Work to be completed: Transcribe precisely those lines of the listing that fall between the line containing "Query: black office chair" and the last line, inclusive of both.

········

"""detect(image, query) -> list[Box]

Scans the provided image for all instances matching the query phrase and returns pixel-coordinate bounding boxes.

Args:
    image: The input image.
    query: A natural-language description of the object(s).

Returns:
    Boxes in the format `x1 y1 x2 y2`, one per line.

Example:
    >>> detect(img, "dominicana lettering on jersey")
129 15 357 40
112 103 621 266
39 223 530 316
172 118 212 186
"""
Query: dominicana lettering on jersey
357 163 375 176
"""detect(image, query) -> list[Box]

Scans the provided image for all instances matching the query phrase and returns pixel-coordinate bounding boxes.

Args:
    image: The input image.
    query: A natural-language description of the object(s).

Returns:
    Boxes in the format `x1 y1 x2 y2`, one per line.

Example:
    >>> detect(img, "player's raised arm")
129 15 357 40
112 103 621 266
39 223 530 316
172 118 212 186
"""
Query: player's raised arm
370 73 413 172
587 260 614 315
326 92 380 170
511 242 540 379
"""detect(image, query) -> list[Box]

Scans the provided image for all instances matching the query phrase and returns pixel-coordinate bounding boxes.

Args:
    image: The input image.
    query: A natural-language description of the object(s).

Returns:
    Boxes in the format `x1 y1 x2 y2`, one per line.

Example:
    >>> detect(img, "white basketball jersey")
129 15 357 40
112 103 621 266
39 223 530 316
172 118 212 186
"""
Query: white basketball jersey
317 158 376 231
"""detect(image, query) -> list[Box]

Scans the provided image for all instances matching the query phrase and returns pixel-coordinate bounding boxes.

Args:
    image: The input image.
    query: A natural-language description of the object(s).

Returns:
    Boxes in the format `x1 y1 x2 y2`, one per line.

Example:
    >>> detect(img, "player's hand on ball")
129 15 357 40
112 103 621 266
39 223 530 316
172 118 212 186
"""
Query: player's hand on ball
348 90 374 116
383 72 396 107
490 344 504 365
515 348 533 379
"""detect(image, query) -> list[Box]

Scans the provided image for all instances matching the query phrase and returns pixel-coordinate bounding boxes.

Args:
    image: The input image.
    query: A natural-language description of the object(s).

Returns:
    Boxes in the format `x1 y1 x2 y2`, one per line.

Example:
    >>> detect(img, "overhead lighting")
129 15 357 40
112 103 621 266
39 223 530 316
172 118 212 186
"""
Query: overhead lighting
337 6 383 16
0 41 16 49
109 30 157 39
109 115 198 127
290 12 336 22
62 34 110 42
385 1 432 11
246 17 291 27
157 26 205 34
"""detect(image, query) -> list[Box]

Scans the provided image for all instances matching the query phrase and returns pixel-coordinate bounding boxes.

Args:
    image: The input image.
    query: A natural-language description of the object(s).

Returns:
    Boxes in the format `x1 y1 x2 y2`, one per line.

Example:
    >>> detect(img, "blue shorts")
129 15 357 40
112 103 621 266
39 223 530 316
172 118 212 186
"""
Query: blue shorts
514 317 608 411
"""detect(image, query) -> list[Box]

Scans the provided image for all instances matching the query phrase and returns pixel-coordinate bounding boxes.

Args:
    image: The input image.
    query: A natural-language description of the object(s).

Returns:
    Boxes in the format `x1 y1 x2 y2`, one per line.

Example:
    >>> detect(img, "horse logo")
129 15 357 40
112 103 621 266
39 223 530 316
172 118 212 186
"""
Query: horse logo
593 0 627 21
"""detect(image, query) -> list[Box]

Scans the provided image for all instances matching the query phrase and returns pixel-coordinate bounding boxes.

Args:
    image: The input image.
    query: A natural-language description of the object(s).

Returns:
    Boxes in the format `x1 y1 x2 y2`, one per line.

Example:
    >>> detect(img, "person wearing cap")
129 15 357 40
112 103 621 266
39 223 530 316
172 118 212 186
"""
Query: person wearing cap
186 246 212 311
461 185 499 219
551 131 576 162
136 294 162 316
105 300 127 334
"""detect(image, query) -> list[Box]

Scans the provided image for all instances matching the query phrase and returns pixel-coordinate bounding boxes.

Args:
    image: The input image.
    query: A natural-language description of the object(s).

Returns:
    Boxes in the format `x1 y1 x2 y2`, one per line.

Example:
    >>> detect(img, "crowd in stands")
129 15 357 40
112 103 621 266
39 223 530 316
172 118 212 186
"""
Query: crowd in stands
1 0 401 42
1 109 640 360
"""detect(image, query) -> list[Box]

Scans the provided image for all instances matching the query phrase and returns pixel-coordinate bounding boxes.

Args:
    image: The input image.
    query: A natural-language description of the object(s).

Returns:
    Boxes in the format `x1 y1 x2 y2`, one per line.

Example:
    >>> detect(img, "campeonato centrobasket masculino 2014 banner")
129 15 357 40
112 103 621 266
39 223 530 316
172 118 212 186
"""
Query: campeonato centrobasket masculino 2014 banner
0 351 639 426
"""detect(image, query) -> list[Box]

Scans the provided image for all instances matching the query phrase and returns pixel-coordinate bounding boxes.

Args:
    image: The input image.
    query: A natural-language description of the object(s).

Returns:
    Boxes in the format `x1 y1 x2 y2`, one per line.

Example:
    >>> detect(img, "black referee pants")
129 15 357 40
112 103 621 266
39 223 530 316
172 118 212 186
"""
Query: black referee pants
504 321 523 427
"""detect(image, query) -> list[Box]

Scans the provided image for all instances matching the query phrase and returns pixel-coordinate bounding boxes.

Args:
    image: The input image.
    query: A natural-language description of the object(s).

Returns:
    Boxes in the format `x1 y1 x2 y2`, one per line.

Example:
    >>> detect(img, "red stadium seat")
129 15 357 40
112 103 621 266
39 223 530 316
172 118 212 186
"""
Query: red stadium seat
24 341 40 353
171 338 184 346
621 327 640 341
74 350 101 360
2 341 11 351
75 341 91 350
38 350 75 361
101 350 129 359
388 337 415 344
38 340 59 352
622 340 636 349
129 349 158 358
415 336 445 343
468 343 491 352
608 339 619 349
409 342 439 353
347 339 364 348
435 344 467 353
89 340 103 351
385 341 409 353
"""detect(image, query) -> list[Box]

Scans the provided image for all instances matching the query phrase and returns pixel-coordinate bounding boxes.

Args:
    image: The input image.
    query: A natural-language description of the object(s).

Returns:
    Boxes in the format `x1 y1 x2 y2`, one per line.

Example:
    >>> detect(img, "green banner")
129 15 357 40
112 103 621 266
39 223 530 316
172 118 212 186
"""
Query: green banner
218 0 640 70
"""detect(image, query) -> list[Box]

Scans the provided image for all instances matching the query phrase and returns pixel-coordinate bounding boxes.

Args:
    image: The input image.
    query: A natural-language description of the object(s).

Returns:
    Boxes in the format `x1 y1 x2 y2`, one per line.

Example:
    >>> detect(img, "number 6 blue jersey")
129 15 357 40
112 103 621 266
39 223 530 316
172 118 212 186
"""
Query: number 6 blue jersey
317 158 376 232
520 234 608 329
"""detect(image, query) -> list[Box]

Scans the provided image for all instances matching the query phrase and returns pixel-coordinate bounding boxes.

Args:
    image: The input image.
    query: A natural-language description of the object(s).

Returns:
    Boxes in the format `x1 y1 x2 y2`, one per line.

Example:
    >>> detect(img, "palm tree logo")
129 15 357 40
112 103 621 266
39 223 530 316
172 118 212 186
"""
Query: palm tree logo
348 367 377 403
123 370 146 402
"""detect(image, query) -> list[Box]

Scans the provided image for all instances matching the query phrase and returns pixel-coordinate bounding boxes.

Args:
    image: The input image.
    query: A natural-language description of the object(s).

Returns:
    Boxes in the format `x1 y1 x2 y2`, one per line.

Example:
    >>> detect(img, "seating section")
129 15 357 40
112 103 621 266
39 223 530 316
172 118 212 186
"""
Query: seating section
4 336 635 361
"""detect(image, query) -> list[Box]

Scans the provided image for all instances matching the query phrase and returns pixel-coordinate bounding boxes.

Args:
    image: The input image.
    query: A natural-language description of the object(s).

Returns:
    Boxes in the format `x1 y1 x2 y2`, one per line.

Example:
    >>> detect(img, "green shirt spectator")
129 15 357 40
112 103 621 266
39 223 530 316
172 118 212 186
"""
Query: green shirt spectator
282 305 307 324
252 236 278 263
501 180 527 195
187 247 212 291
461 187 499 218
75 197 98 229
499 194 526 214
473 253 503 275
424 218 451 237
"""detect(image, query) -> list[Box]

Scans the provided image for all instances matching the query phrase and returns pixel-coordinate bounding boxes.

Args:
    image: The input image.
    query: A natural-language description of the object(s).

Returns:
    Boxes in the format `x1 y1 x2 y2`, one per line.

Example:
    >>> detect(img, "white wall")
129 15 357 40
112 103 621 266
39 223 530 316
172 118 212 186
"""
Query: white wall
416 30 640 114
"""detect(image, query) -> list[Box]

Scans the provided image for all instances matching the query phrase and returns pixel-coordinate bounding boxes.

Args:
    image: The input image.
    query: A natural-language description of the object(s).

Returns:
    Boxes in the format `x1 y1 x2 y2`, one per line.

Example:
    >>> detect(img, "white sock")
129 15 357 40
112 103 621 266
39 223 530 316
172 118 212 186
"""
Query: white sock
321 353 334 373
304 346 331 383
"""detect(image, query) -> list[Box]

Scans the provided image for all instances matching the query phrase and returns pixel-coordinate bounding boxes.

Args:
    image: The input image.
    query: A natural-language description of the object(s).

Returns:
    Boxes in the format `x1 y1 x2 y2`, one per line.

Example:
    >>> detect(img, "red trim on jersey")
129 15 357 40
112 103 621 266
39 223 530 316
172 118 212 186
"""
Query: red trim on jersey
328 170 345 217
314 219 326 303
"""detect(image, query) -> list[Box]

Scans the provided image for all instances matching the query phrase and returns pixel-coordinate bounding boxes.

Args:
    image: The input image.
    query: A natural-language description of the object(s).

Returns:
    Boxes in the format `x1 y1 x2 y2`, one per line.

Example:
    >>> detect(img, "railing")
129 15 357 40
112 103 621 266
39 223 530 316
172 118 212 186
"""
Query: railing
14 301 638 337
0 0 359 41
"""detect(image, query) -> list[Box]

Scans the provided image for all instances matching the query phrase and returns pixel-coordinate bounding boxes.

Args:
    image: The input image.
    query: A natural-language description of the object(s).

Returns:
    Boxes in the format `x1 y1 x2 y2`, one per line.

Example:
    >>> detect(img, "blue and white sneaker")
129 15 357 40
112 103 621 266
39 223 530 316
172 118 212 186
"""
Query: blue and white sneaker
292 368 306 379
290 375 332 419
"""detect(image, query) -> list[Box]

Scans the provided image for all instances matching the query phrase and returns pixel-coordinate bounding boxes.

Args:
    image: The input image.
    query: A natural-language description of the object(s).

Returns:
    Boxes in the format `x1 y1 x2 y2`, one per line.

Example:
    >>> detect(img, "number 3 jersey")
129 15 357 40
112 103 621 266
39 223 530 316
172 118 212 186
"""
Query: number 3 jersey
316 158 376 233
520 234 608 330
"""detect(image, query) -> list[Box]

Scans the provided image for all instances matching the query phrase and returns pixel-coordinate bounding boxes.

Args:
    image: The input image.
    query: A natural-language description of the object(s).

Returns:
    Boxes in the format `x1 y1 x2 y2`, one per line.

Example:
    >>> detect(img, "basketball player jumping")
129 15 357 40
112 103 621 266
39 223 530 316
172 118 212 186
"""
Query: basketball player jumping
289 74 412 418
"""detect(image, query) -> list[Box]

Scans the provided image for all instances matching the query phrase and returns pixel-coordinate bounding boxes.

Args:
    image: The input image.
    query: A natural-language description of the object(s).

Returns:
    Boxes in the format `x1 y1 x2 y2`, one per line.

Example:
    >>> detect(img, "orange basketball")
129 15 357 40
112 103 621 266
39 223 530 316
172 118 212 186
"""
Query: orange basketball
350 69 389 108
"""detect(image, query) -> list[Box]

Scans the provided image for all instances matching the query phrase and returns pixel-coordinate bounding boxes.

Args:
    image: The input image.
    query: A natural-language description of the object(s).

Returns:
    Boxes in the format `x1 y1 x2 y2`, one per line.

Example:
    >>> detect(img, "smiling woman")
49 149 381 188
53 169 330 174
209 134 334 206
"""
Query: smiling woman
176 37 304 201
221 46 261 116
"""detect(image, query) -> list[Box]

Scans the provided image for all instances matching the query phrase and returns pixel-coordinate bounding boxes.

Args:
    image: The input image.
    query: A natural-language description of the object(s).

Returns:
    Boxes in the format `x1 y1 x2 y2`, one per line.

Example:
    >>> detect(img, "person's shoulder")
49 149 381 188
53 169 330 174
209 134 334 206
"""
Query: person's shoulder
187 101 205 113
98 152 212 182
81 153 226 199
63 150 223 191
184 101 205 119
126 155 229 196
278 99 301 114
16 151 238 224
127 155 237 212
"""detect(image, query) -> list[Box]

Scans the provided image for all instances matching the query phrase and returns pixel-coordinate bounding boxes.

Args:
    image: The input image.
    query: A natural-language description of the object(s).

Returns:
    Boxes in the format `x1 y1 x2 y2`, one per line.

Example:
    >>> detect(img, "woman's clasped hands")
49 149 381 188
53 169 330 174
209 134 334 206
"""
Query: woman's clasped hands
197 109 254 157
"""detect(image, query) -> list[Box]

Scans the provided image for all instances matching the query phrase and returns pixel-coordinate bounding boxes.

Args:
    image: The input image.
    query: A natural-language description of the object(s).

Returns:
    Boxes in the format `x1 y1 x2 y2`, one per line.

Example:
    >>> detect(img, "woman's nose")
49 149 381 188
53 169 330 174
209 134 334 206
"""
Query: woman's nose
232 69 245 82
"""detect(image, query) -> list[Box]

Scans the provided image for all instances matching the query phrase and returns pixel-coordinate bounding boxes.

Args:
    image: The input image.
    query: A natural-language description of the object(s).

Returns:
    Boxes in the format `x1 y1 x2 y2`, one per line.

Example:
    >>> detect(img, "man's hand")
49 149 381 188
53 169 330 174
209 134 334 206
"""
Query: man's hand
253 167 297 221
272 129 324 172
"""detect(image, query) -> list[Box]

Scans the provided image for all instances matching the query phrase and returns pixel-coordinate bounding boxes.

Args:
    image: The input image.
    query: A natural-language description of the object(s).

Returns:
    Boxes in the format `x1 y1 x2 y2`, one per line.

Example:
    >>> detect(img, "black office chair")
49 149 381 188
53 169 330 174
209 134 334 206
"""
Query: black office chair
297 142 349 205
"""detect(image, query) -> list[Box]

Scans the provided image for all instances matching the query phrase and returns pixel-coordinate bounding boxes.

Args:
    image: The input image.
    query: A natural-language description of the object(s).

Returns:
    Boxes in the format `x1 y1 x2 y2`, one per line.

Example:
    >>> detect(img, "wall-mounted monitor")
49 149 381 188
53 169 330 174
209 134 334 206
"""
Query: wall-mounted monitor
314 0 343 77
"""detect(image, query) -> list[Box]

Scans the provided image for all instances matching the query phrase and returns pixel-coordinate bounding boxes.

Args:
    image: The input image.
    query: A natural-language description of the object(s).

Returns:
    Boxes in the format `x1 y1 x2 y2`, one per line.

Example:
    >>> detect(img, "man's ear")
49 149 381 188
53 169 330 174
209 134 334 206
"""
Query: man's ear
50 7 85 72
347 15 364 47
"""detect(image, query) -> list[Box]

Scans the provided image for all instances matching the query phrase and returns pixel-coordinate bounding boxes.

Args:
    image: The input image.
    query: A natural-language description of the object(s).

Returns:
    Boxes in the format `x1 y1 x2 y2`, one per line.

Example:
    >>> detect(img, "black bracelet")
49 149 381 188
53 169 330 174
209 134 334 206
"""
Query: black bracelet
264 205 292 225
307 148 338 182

········

Your solution:
Query: black office chair
297 142 349 205
"""detect(image, query) -> list[Box]

Scans the provided image for all instances matching the query phrase and returns pixel-coordinate bounding boxes.

Args:
    image: The input image.
    query: A natural-language description of the object(s).

Returns:
    Boxes in the format `x1 y1 x2 y2`, one per line.

Example:
    >>> detect(img, "wall-mounted monitor")
49 149 381 188
53 169 330 174
209 134 334 206
"""
Query: wall-mounted monitor
314 0 343 77
"""detect(image, query) -> list[Box]

Scans the provided image for all instances matching the query phrase and returns pixel-coordinate bounding boxes.

Args:
    image: The input image.
    query: A natural-language description of the object(s).

Returns:
    Boxes in the format `x1 y1 x2 y2`, one per line.

Example:
    >>> detect(img, "man's ear")
49 149 381 188
53 169 330 174
209 134 334 206
"""
Query: man's ear
50 7 85 72
347 15 364 47
"""detect(image, query) -> list[Box]

Scans the provided image for all instances matching the query phrase and returns pixel-coordinate bounding boxes.

Args:
    image: The input image.
    query: A natural-language description of the object(s).

Returns:
    Boxes in the format `x1 y1 x2 y2`, one per line.

Example:
    >>> detect(img, "black bracelet")
49 149 381 188
53 169 330 174
209 134 334 206
"""
Query: black bracelet
264 205 292 225
307 148 338 182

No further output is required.